▶ **WHAT YOU SHOULD DO**:
Repeat every line of the material below exactly.
##############################
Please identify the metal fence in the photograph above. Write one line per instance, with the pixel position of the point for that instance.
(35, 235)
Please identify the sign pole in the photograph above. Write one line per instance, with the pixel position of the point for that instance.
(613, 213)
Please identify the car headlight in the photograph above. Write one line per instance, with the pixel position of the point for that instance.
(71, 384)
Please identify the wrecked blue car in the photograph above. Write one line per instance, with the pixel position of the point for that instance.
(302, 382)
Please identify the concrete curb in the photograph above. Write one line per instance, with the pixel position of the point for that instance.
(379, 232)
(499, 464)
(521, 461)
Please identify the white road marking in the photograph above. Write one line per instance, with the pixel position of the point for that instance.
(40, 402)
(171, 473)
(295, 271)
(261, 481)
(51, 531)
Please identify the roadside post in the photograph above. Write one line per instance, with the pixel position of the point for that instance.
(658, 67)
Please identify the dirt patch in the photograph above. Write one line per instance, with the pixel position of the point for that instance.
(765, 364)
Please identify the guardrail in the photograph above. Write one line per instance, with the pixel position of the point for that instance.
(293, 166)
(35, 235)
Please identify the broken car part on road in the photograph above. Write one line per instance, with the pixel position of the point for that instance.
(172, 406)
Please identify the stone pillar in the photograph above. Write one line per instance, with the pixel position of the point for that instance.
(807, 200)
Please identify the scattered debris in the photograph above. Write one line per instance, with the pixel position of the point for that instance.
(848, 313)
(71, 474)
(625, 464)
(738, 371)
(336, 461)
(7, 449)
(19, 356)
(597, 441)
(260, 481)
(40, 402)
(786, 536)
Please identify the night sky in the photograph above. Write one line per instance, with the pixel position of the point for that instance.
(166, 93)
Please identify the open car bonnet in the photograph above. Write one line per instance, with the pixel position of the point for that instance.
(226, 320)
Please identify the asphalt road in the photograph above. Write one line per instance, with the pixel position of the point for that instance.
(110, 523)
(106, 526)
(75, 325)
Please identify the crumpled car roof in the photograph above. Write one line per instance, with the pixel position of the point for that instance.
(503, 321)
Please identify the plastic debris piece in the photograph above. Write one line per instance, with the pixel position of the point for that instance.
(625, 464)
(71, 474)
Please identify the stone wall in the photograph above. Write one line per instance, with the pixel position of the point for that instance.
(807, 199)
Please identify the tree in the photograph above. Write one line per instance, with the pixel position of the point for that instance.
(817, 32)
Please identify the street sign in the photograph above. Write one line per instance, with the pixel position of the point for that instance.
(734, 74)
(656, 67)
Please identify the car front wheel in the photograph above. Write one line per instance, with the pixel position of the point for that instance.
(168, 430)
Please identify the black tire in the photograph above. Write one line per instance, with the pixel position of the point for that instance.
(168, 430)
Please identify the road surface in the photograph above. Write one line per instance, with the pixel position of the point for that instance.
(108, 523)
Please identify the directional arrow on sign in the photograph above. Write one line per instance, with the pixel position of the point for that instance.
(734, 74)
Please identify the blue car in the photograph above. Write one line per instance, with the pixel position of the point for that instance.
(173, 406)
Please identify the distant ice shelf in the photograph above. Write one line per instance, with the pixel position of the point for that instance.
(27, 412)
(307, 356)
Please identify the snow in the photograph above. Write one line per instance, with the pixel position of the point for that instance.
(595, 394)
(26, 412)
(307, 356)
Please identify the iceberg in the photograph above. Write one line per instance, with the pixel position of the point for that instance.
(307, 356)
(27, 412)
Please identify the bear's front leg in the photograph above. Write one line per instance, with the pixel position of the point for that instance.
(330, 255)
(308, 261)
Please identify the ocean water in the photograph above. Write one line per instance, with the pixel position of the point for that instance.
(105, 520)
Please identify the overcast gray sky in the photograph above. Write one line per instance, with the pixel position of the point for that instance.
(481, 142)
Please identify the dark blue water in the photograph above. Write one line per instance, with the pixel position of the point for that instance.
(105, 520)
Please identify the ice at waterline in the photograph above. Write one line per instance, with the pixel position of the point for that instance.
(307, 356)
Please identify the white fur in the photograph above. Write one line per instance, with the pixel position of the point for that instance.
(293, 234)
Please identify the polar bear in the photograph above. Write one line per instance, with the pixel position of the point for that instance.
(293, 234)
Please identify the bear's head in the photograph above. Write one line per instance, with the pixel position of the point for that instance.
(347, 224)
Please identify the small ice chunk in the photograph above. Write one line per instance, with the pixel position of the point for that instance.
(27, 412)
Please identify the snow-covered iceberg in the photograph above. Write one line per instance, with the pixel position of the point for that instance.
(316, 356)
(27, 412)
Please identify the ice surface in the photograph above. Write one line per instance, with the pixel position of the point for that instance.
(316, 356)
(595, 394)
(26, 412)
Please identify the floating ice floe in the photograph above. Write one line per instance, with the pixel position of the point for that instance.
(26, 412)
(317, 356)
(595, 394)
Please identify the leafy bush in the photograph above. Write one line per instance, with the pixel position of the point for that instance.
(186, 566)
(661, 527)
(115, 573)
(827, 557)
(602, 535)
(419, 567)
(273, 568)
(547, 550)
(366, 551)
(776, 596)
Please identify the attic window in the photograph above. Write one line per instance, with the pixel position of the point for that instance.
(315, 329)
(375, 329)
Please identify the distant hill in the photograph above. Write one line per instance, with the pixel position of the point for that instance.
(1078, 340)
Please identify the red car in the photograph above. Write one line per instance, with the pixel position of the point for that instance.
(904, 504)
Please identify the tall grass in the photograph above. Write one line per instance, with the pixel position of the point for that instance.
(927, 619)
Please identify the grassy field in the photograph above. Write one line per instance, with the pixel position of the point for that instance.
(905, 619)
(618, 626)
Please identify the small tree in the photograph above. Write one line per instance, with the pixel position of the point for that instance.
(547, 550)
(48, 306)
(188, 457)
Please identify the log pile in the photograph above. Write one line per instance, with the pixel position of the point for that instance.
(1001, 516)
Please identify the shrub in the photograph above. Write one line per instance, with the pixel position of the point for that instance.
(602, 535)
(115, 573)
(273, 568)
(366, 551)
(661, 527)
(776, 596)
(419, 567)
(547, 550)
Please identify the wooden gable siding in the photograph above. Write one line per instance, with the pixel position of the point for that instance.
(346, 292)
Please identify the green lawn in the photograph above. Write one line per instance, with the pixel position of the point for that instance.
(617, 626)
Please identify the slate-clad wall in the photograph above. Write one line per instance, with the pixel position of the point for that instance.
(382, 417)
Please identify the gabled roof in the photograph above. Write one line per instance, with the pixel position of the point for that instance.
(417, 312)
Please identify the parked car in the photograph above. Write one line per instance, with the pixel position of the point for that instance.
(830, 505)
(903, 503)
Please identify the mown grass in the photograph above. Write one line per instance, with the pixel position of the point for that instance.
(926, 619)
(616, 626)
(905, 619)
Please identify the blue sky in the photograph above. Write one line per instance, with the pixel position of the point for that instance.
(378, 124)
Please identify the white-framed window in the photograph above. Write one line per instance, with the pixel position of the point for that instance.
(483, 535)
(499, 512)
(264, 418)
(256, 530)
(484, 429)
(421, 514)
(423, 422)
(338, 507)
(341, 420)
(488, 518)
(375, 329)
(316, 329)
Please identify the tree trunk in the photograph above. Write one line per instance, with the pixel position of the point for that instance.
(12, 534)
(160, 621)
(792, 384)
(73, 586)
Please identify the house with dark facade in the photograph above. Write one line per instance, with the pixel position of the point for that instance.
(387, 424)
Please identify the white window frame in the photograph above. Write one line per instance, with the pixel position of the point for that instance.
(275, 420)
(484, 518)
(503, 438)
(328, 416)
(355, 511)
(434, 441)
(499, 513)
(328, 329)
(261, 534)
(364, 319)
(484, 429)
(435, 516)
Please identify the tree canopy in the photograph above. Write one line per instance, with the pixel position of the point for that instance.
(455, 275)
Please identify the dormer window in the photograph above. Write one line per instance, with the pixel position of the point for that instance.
##############################
▶ **OUTPUT FOR THIS EXERCISE**:
Please identify the metal fence in the photograph above. Write one line per instance, with the pixel position of the point for that instance.
(35, 235)
Please identify the sign pole in the photograph above. Write one line per instance, with the pixel position of the point for that instance.
(613, 213)
Please identify the car headlight in the photograph above. Write one line per instance, with the pixel position of the point for that instance.
(71, 384)
Please identify the wrecked blue car in the photograph above. Write one line per instance, with the pixel position of the point for that instance.
(302, 382)
Please identify the concrete curb in the photograph above. Write one line per instance, with the pixel position of the point for that instance.
(379, 232)
(499, 464)
(521, 461)
Please identify the white road marking in the photograph above. Write one line per instance, with the pixel position of the point for that instance.
(40, 402)
(171, 473)
(295, 271)
(261, 481)
(51, 531)
Please identify the roadside post in the photograph above. Write one line per instance, with the pixel position of the point for that instance.
(658, 67)
Please identify the dirt patch in the photograph above. Write one line per instance, with the pixel position of the point for that instance.
(765, 364)
Please identify the guardrail in the photograph above. Write one line per instance, with the pixel position of the point for that instance.
(293, 166)
(35, 235)
Please identify the broken car part on road in the photograph above. Write one line per instance, with the pixel position of the point for that instance.
(172, 406)
Please identify the stone pillar in the photograph above. Write one line per instance, with the pixel position of the point for that instance.
(807, 200)
Please identify the scattered debris in the photograph above. Write one line per instance, with the pixel position of the point for that instance.
(848, 313)
(71, 474)
(625, 464)
(738, 371)
(336, 461)
(7, 449)
(19, 356)
(597, 441)
(260, 481)
(40, 402)
(786, 536)
Please identify the night sky in the photograph above. Write one line per instance, with the pixel position of the point for that instance.
(166, 93)
Please identify the open car bonnet in the photograph above. Write one line per instance, with the pixel position of the point for that instance.
(226, 320)
Please identify the asphalt road in the photograph above. Write one line per instance, with the pixel position of the point for that instance.
(110, 523)
(106, 526)
(75, 325)
Please identify the crumpled car roof in the photograph above. Write one line per instance, with the pixel position of the point for that instance.
(503, 321)
Please identify the plastic debris piece in the photograph above. Write one line per instance, with the pixel position of the point for that instance.
(625, 464)
(71, 474)
Please identify the stone wall in the photograph above. Write one line per instance, with the pixel position of the point for that instance.
(807, 199)
Please identify the tree in the photograph above. Write one line per instance, with the pixel position of the point for that instance.
(817, 32)
Please identify the street sign in the photograph above. Write one line per instance, with the pixel position of the point for that instance.
(734, 74)
(656, 67)
Please identify the car front wheel in the photograph above. Write one line per instance, with the pixel position of the point for that instance.
(168, 430)
Please identify the black tire in the photograph above. Write one line per instance, with the pixel position of the point for that instance.
(168, 430)
Please identify the road surface in the photograph above. Write one line per instance, with the pixel position of the point for that instance.
(108, 523)
Please identify the directional arrow on sign in the photograph above. Write one line per instance, with the pixel position of the point for that instance.
(734, 74)
Please identify the blue car in the photograph above. Write one line per instance, with the pixel position of the point for that instance.
(173, 406)
Please identify the distant ice shelf in the photograph above. Write one line per instance, with the pixel position of the point for that instance.
(27, 412)
(307, 356)
Please identify the snow in the photograph above. Write one line per instance, with the pixel position of the point for that instance.
(595, 394)
(26, 412)
(307, 356)
Please identify the iceberg in the photograph above. Write one line per instance, with the pixel position of the point for that instance.
(307, 356)
(27, 412)
Please identify the bear's front leg in the photograph above. Write one line per instance, with the pixel position of the point for that instance.
(330, 255)
(308, 261)
Please identify the ocean water in the photograph above. Write one line per instance, with the pixel position of the point for that instance.
(105, 520)
Please identify the overcast gray sky in the photograph above. Write one line per instance, with the pixel position of the point for that instance.
(481, 142)
Please identify the dark blue water in the photograph above. Write one line per instance, with the pixel position of the point for that instance.
(105, 520)
Please identify the ice at waterline in the photograph above. Write one line per instance, with the pixel position of the point for that instance.
(307, 356)
Please identify the white fur in the photograph above. Write one line per instance, with the pixel position of the point for that instance.
(293, 234)
Please identify the polar bear in the photograph above. Write one line per instance, with the pixel position of the point for that instance.
(293, 234)
Please identify the bear's head in the photograph above. Write one line per instance, with the pixel position of the point for that instance.
(347, 224)
Please identify the small ice chunk in the photograph above. Write one line per instance, with the pixel position of the point for that instance.
(27, 412)
Please identify the snow-covered iceberg in the photograph above. Write one line per instance, with the pixel position of the point for that instance.
(316, 356)
(27, 412)
Please identify the ice surface in the photograph above. Write one line per instance, with the pixel position of the point for that instance.
(316, 356)
(595, 394)
(26, 412)
Please identify the floating ice floe in the photograph above. Write one line per instance, with the pixel position of the point for that instance.
(26, 412)
(317, 356)
(595, 394)
Please identify the leafy bush in the photograph above. Write one line per instance, with the pixel position of the point for that instance.
(186, 566)
(661, 527)
(115, 573)
(827, 557)
(602, 535)
(419, 567)
(273, 568)
(547, 550)
(366, 551)
(776, 596)
Please identify the attic window in the photograph above. Write one line per instance, with the pixel position of the point for that instance.
(315, 329)
(375, 329)
Please identify the distant hill in the photograph above. Write one line per instance, with the pixel position of the point for that instance.
(1078, 340)
Please identify the red car in the photograph above. Write one line per instance, with the pixel position of the point for that instance.
(904, 504)
Please identify the tall grass in the photograph above. Write one line per instance, with the pixel position of the point for that instance.
(927, 619)
Please identify the grassy field in the photograph above. Write one line per instance, with the pixel position of the point for that instance.
(905, 619)
(618, 626)
Please identify the small tree in the photograph above. Write one line per instance, with the pixel position of the point for that instance.
(547, 550)
(48, 306)
(188, 457)
Please identify the log pile in the photograph above. Write one line per instance, with the pixel position of the point for that instance.
(1001, 516)
Please identify the shrub in the photograph above. Write one line per instance, with the pixel position of the point for that instance.
(602, 535)
(115, 573)
(273, 568)
(366, 551)
(661, 527)
(776, 596)
(419, 567)
(547, 550)
Please identify the wooden gable siding in the photograph above. Write one line per instance, with the pixel position of the point for that instance.
(346, 292)
Please identify the green lawn in the photograph above. Write one line per instance, with the pixel position of the point for that instance.
(617, 626)
Please identify the slate-clad wall in the photograph above. Write one line per instance, with the pixel position of the point for that instance.
(382, 417)
Please identify the gabled roof in the photograph above. Write one line per instance, with the pixel position of the point for that instance.
(417, 312)
Please identify the parked car in the photograph above. Write one line per instance, with the pixel position of the point for that instance.
(830, 505)
(903, 503)
Please identify the mown grass in the photograph above. Write one line per instance, with the pixel position of the point for that instance.
(926, 619)
(616, 626)
(905, 619)
Please identify the blue sky in the photograph above. Write one line per instance, with the pixel position of the point for that instance.
(378, 124)
Please identify the white-framed window in the photograph above. Write one line per instance, with the pixel position of the point for that instance.
(483, 535)
(499, 512)
(264, 418)
(256, 530)
(484, 429)
(421, 514)
(423, 422)
(338, 507)
(341, 420)
(488, 518)
(375, 329)
(316, 329)
Please identify the tree trunk in the photograph above. Write one line per instance, with the pixel position of the point for that instance.
(12, 534)
(160, 621)
(792, 384)
(73, 586)
Please identify the house with dark facade in the photograph above. Write one line per instance, with the pixel position of the point for that instance.
(387, 424)
Please identify the white window frame in the photograph above. Write one line per instance, with the pixel position of the point for that instance.
(275, 420)
(484, 518)
(503, 438)
(328, 416)
(355, 511)
(434, 441)
(499, 513)
(328, 329)
(261, 534)
(364, 319)
(484, 429)
(435, 516)
Please identify the tree canopy in the photograph above. Write one line per instance, with the pixel position of the point for that instance.
(455, 275)
Please identify the dormer window in the photograph above. Write one line per instance, with the pixel position of the point for that instance.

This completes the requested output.